STATED TASK –
Convert the data, from its first line up to and including the line containing "(1000, 231)", into a numbered list, leaving out any blank lines. Include only those lines.

EXERCISE DATA –
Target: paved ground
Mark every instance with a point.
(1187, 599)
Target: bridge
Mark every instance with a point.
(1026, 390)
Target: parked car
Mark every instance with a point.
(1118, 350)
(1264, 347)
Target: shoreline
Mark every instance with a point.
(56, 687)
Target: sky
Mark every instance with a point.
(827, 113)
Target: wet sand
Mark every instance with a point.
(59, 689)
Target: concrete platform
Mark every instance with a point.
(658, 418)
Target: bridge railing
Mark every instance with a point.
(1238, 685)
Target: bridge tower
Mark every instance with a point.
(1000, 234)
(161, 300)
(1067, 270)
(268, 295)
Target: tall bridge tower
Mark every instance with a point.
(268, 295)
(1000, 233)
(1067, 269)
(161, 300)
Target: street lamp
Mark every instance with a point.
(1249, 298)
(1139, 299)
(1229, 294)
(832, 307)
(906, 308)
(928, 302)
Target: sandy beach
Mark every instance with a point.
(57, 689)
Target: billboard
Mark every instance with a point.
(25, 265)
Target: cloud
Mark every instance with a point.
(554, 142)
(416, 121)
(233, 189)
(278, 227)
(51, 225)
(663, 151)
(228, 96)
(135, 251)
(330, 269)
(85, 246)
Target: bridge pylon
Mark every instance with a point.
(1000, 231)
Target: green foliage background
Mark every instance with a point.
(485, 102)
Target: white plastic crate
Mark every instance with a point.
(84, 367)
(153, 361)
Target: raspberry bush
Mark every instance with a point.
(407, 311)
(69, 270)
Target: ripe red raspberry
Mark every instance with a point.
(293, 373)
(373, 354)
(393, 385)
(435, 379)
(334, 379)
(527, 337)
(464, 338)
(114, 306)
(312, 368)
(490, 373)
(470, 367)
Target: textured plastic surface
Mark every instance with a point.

SOLUTION FOR THIS EXERCISE –
1. Target: paved ground
2. Mark every instance with a point.
3. (1187, 599)
4. Target: bridge
5. Mark every instance with a point.
6. (1026, 390)
7. Target: parked car
8. Mark every instance with a point.
9. (1118, 350)
10. (1264, 347)
11. Target: shoreline
12. Mark every instance with a point.
13. (56, 687)
14. Target: sky
15. Mark every instance with a point.
16. (827, 113)
17. Target: wet sand
18. Mark every instance with a point.
19. (59, 689)
20. Target: concrete platform
21. Mark every instance with a point.
22. (658, 418)
23. Target: bridge railing
24. Mark every instance with a point.
25. (1238, 685)
26. Target: bridge tower
27. Mark every instance with a point.
28. (1000, 234)
29. (161, 300)
30. (1067, 270)
31. (268, 295)
32. Target: tall bridge tower
33. Mark every instance with a point.
34. (268, 295)
35. (1000, 233)
36. (1067, 269)
37. (161, 300)
38. Target: street lamp
39. Mark every instance with a point.
40. (1249, 298)
41. (1139, 299)
42. (1229, 294)
43. (832, 307)
44. (906, 308)
45. (928, 302)
46. Target: sandy beach
47. Mark every instance with a point.
48. (57, 689)
49. Target: billboard
50. Mark every instance with a point.
51. (25, 265)
52. Target: cloud
53. Mark every instance with a point.
54. (554, 142)
55. (416, 121)
56. (233, 189)
57. (278, 227)
58. (51, 225)
59. (663, 151)
60. (228, 96)
61. (135, 251)
62. (330, 269)
63. (85, 246)
64. Target: bridge pylon
65. Mark every instance with a point.
66. (1000, 231)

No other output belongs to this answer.